▶ _Exercise task_:
Return all of the entries exactly, with nothing added or left out.

Dataset entries:

◆ ◆ ◆ ◆ ◆ ◆ ◆

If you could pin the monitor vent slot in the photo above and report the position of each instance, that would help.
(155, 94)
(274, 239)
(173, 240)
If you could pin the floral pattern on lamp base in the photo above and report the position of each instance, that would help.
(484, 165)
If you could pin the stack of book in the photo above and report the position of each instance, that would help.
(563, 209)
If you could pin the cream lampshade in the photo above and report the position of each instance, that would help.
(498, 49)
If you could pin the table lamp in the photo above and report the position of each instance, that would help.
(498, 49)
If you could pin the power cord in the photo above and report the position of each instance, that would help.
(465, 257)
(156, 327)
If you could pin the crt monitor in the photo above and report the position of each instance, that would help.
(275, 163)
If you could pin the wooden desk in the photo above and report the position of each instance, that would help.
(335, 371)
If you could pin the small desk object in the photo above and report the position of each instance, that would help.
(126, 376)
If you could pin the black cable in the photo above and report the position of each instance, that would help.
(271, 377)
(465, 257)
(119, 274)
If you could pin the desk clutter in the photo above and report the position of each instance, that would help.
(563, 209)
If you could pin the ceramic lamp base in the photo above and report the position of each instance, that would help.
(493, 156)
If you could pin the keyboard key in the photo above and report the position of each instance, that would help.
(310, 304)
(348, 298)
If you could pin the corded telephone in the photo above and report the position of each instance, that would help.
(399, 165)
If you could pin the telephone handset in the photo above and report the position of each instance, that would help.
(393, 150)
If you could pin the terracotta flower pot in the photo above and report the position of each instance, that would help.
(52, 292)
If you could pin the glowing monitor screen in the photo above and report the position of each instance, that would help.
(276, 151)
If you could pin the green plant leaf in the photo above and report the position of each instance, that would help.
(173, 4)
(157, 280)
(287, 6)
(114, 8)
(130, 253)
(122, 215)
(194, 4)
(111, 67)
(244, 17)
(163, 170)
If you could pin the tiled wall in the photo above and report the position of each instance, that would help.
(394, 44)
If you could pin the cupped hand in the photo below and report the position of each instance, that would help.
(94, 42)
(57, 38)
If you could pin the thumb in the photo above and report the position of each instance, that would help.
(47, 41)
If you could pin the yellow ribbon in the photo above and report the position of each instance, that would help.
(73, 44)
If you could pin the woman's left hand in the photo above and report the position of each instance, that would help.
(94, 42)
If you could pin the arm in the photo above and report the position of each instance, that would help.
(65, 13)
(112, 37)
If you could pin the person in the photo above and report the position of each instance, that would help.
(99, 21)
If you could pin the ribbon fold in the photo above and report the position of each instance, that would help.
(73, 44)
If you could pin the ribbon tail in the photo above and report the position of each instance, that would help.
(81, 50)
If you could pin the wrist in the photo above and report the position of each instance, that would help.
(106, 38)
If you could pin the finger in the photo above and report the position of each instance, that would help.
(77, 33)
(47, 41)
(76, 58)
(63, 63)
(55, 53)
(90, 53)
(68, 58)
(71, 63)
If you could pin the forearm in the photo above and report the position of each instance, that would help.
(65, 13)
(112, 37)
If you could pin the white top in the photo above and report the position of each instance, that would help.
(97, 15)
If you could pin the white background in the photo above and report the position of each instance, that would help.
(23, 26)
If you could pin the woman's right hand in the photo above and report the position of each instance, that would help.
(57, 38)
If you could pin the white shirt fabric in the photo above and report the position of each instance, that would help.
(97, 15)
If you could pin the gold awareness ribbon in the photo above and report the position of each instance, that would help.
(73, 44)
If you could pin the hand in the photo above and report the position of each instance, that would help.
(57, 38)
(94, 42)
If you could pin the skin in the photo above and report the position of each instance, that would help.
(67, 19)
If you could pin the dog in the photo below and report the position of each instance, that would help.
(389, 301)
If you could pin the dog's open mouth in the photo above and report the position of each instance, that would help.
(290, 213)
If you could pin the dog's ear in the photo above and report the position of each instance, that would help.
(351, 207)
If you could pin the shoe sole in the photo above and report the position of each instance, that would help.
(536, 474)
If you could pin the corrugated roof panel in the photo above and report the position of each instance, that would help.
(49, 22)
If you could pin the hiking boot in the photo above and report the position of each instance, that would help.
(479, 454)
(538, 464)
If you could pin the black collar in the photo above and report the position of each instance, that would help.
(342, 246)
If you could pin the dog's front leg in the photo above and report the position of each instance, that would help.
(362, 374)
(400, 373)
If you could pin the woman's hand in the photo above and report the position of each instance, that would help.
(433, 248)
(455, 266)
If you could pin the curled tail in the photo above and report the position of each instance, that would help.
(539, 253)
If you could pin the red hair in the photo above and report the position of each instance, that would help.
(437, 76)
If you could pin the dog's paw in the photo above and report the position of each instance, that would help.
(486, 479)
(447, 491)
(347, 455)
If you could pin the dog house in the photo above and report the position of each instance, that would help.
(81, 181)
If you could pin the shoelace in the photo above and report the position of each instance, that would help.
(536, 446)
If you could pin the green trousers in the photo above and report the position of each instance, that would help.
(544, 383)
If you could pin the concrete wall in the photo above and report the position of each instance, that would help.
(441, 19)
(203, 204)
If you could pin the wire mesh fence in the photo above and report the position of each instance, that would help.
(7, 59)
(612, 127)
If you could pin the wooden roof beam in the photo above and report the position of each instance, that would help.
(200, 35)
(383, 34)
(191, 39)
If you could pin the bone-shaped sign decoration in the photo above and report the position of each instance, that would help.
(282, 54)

◆ ◆ ◆ ◆ ◆ ◆ ◆

▶ _Response_:
If you could pin the monitor vent slot in the photo above and report the position of each instance, that would help.
(155, 94)
(274, 239)
(173, 240)
If you could pin the floral pattern on lamp base in the photo above and report the position of each instance, that would help.
(484, 165)
If you could pin the stack of book in the photo above and report the position of each instance, that would help.
(563, 209)
If you could pin the cream lampshade in the photo above and report the position of each instance, that would help.
(498, 49)
If you could pin the table lamp in the photo above and report the position of each instance, that would help.
(498, 49)
If you could pin the power cord in the photo above and report the position of each instance, that would help.
(465, 257)
(156, 327)
If you could pin the crt monitor in the photo above and report the position of each instance, that would help.
(275, 163)
If you could pin the wooden desk in the photo above and report the position of each instance, that would help.
(335, 371)
If you could pin the small desk object in the photo above and report the position of each instance, that would help.
(126, 376)
If you could pin the black cable in the photo above and report the position of each instance, that would help.
(271, 377)
(465, 257)
(119, 274)
If you could pin the desk clutter in the photo above and report the position of each instance, that would help.
(563, 209)
If you could pin the ceramic lamp base in the photo above and report the position of each instance, that would help.
(493, 156)
If you could pin the keyboard key in the photo above and report the position of each instance, that would help.
(310, 304)
(348, 298)
If you could pin the corded telephone in the photo above and report the position of each instance, that would help.
(399, 165)
If you could pin the telephone handset in the photo above and report the position of each instance, that would help.
(393, 150)
If you could pin the terracotta flower pot in the photo above and report the position of each instance, that would help.
(52, 292)
If you could pin the glowing monitor screen in the photo above and report the position of each instance, that would help.
(276, 151)
If you could pin the green plant leaf in the photo above and report the position of each instance, that would help.
(173, 4)
(157, 280)
(287, 6)
(114, 8)
(130, 253)
(122, 215)
(194, 4)
(111, 67)
(244, 17)
(163, 170)
If you could pin the tiled wall in the photo above and report the position of each instance, that would help.
(394, 44)
If you could pin the cupped hand in the photo below and report the position of each instance, that would help.
(94, 42)
(57, 38)
If you could pin the thumb in the photo above and report the position of each instance, that would help.
(47, 41)
If you could pin the yellow ribbon in the photo above and report the position of each instance, that would help.
(73, 44)
If you could pin the woman's left hand in the photo above and report the position of each instance, that would help.
(94, 42)
If you could pin the arm in the photo above and report the position of each instance, that would help.
(65, 13)
(112, 37)
If you could pin the person in the photo above and report the position of each instance, that would help.
(99, 21)
If you could pin the ribbon fold in the photo above and report the position of each instance, that would help.
(73, 44)
If you could pin the ribbon tail in the photo above and report the position of each instance, that would help.
(81, 50)
If you could pin the wrist in the photo above and report the position of each instance, that would help.
(106, 38)
If you could pin the finger in the photo above and report the position of each instance, that would help.
(77, 33)
(47, 41)
(76, 58)
(63, 63)
(55, 53)
(90, 53)
(68, 58)
(71, 63)
If you could pin the forearm in the photo above and report the position of each instance, that would help.
(65, 13)
(112, 37)
If you could pin the white top in the photo above and report the position of each instance, that would help.
(97, 15)
If you could pin the white background in the photo above and report the position of each instance, that would help.
(23, 26)
If you could pin the woman's right hand in the photo above and report the position of each instance, that would help.
(57, 38)
If you could pin the white shirt fabric in the photo above and report the position of each instance, that would help.
(97, 15)
If you could pin the gold awareness ribbon in the photo above and report the position of each instance, that would help.
(73, 44)
If you could pin the hand in the photo above and report the position of each instance, that would help.
(57, 38)
(94, 42)
If you could pin the skin in the photo above and report the position of each instance, that would help.
(67, 19)
If you could pin the dog in the photo below and report the position of each instance, that would help.
(389, 301)
If you could pin the dog's open mouth in the photo above and report the position of each instance, that would help.
(290, 213)
If you could pin the dog's ear in the photo above and report the position of each instance, that would help.
(351, 207)
If you could pin the shoe sole in the photo above and report the position of each instance, that would help.
(536, 474)
If you could pin the corrugated roof panel in the photo above and report the position of each instance, that would help.
(49, 22)
If you could pin the hiking boot in the photo above and report the position of each instance, that would help.
(479, 454)
(538, 464)
If you could pin the black collar in the photo above and report the position of each instance, that would help.
(342, 246)
If you could pin the dog's front leg in the photo above and report the position of each instance, that would help.
(362, 374)
(400, 373)
If you could pin the woman's hand in the photo above and report the position of each instance, that would help.
(433, 248)
(455, 266)
If you could pin the curled tail in the photo above and report the position of each instance, that would help.
(539, 253)
If you could pin the red hair in the photo above and report the position of each instance, that would help.
(437, 76)
If you could pin the dog's paw in the photo above and report the position of each instance, that would help.
(486, 479)
(447, 491)
(347, 455)
If you could pin the dog house in the photo above and report the position of each instance, that would help.
(81, 181)
If you could pin the shoelace in the photo above and report the position of each instance, that would help.
(536, 446)
If you could pin the green trousers in the photo above and report the position of each instance, that would help.
(544, 383)
If you could pin the concrete wall in the photo above and report the position of each instance, that would help.
(441, 19)
(203, 204)
If you could pin the wire mesh fence in the photo above and report the position of each instance, that would help.
(7, 59)
(612, 127)
If you could pin the wooden roof beam in the photo above and report the position of each instance, that would help.
(200, 35)
(383, 34)
(191, 39)
If you could pin the bone-shaped sign decoration in the photo above and report the position of each instance, that would help.
(282, 54)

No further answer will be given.